== Data extract ==

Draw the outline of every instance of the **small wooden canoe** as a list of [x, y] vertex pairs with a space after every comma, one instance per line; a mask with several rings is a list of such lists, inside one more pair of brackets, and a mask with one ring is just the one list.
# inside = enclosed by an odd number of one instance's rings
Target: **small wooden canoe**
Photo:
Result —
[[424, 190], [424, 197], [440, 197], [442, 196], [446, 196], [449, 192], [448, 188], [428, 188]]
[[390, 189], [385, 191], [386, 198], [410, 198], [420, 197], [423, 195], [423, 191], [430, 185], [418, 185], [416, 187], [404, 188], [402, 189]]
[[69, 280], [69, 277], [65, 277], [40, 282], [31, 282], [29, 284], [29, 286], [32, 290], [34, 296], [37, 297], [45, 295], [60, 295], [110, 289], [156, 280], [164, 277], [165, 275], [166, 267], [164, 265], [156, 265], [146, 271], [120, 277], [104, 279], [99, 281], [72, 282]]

===

• **Objective**: Copy out every line of the material above word for word, with no changes.

• **Exercise solution**:
Draw the outline of every instance of the **small wooden canoe** as a list of [x, y] vertex pairs with a space after every comma, one instance per line; a mask with several rings is a list of such lists, inside one more pair of brackets, and a mask with one ring is just the one list.
# inside = enclosed by an odd number of one instance's rings
Target: **small wooden canoe**
Photo:
Result —
[[424, 190], [424, 197], [440, 197], [442, 196], [446, 196], [449, 192], [448, 188], [428, 188]]
[[390, 189], [385, 191], [386, 198], [410, 198], [420, 197], [423, 195], [423, 191], [430, 185], [418, 185], [416, 187], [404, 188], [402, 189]]
[[69, 280], [69, 277], [65, 277], [40, 282], [31, 282], [29, 284], [29, 286], [32, 290], [34, 296], [37, 297], [45, 295], [60, 295], [110, 289], [156, 280], [164, 277], [165, 275], [166, 267], [164, 265], [156, 265], [146, 271], [120, 277], [104, 279], [99, 281], [72, 282]]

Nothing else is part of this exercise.